Required actions =>
1/ From the message about the College Measures report, print the passage that begins at the words "At the risk" and stops after "sample of our students.".
2/ According to the message about the College Measures report, who is Colorado's largest employer?

Source extract =>
----

University of Colorado

A Message from the President

March 2013

Back to email

College Measures fails to measure up

The Colorado Department of Higher Education recently teamed with the vendor College Measures to produce a report aimed at providing students and families with data about earnings after college. While the authors had good intentions, devils in the study's details gave an inaccurate and therefore misleading picture for students and families.

At the risk of being perceived as killing the messenger, it is important to point out the many shortcomings in the study, all of which its authors acknowledge. Findings were based on unemployment insurance information provided by the state's Department of Labor and Employment. Yet the report does not include graduates working out of state, the self-employed and those working for the federal government (Colorado's largest employer). More than one-third of the 30,000 students at our campus in Boulder are non-residents and most will return home after graduation. They don't count in the data set, nor do Coloradans who work out of state. The study also doesn't fully account for those who attend graduate or professional school, about a fifth of our students. Additionally, the data account for only a quarter of Colorado's graduates, hardly a representative sample of our students.

----

Extracted data entries:
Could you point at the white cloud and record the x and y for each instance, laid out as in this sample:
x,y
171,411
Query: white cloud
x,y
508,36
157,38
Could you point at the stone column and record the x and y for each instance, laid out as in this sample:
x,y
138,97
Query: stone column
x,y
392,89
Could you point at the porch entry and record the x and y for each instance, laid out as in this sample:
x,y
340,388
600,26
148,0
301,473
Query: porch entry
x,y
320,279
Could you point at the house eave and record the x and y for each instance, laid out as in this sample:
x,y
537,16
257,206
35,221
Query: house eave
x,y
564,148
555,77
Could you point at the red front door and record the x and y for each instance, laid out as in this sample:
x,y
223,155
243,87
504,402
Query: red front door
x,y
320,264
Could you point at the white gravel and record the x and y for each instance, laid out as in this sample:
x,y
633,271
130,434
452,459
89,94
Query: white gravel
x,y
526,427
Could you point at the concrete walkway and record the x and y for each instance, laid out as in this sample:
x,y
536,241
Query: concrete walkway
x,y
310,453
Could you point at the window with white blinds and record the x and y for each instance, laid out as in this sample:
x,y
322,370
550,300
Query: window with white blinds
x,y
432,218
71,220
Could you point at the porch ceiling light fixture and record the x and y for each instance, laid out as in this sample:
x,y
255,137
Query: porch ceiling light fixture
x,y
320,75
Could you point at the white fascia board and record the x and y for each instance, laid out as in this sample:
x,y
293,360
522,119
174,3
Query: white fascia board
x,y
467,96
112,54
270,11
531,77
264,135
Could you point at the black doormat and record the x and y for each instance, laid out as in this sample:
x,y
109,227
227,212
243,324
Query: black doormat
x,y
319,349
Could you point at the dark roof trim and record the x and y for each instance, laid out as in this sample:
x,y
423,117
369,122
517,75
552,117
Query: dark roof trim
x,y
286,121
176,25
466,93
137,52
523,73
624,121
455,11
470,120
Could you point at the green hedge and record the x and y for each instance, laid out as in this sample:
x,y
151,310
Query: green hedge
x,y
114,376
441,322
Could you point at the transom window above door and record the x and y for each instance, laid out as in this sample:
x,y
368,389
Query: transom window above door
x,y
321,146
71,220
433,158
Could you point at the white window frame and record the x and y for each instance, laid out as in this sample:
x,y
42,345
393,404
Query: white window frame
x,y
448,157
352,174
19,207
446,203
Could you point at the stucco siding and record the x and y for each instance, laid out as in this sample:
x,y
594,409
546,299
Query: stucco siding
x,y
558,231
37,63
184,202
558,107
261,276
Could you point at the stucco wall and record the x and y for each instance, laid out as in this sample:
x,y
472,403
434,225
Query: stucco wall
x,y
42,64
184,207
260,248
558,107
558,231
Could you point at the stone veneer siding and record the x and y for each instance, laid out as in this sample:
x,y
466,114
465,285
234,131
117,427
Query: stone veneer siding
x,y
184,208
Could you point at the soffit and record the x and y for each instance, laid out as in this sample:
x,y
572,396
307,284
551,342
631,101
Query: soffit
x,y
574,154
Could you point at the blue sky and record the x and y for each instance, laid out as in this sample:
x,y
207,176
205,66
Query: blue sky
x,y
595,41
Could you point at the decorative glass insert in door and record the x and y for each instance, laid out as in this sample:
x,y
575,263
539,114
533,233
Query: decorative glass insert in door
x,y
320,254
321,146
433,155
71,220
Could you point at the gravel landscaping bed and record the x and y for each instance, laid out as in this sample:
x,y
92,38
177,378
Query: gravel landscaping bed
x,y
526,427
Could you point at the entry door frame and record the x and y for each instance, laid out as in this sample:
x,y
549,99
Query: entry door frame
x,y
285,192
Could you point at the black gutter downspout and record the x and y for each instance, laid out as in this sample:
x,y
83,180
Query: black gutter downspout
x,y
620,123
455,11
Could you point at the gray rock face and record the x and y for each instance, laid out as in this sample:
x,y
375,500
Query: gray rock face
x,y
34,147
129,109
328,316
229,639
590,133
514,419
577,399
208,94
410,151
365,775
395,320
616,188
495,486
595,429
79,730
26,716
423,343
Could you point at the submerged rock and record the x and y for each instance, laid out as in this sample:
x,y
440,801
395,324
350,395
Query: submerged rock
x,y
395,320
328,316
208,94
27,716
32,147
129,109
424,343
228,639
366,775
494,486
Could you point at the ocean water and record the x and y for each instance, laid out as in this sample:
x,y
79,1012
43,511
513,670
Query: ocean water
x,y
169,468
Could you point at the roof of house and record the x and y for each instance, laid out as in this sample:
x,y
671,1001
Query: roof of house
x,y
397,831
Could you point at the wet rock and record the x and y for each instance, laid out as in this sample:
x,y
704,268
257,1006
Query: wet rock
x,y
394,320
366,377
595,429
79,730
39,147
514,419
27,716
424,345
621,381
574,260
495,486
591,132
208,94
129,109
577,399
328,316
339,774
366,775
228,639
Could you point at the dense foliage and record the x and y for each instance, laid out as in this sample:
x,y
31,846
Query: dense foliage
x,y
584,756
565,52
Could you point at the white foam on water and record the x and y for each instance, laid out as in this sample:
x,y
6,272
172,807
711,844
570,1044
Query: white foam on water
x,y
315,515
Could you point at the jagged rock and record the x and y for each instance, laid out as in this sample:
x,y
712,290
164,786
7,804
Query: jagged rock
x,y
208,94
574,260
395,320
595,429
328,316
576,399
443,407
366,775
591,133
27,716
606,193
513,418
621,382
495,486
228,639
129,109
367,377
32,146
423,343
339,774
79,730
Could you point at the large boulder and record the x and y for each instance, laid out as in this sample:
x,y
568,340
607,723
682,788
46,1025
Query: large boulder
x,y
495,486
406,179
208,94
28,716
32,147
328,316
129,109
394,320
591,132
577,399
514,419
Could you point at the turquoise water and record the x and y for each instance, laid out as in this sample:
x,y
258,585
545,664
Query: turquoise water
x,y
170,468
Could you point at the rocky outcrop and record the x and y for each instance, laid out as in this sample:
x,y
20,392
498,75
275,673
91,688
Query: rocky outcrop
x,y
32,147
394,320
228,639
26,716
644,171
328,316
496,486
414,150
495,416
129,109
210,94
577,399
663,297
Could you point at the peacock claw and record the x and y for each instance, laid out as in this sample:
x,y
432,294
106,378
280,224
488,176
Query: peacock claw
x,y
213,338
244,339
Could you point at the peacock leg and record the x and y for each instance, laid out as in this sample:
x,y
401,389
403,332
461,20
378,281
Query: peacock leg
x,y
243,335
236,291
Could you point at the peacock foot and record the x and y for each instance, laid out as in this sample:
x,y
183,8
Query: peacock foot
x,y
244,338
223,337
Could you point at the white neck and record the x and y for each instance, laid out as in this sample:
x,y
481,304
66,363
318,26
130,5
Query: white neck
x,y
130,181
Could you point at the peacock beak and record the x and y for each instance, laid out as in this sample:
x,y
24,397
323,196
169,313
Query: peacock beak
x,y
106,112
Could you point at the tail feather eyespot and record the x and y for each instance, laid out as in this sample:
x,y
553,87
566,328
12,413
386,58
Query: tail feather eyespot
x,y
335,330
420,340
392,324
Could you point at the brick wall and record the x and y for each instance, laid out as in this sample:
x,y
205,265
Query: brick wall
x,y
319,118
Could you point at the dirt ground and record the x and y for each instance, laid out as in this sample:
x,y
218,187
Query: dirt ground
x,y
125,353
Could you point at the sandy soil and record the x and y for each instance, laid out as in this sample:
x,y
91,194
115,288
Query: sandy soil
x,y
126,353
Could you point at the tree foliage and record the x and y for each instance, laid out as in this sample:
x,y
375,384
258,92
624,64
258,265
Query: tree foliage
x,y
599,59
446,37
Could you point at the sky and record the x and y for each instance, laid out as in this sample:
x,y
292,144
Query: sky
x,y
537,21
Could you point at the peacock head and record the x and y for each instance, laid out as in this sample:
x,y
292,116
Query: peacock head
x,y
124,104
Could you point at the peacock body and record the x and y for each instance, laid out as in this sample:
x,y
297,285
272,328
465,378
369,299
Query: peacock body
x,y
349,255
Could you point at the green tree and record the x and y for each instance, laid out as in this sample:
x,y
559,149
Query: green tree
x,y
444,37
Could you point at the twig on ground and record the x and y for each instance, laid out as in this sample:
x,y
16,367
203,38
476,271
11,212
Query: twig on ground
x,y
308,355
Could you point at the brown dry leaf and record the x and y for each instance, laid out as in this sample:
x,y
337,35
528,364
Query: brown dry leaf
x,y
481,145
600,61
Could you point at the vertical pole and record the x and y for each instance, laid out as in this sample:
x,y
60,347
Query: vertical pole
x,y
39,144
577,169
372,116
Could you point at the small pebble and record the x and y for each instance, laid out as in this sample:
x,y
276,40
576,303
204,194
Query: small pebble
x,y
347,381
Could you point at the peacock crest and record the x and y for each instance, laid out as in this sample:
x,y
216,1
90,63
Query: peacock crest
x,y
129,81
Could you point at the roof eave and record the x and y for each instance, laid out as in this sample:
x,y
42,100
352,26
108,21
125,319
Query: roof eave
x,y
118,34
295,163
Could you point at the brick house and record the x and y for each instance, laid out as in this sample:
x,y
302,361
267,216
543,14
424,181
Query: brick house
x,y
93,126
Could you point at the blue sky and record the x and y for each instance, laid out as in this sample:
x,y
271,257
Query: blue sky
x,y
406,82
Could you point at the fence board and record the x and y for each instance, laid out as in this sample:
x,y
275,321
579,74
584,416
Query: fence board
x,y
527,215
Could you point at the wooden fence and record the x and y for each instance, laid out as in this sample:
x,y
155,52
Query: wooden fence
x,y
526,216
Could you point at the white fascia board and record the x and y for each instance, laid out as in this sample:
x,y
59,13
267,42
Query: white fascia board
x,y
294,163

----

Solved problems =>
1/
At the risk of being perceived as killing the messenger, it is important to point out the many shortcomings in the study, all of which its authors acknowledge. Findings were based on unemployment insurance information provided by the state's Department of Labor and Employment. Yet the report does not include graduates working out of state, the self-employed and those working for the federal government (Colorado's largest employer). More than one-third of the 30,000 students at our campus in Boulder are non-residents and most will return home after graduation. They don't count in the data set, nor do Coloradans who work out of state. The study also doesn't fully account for those who attend graduate or professional school, about a fifth of our students. Additionally, the data account for only a quarter of Colorado's graduates, hardly a representative sample of our students.

2/ The federal government.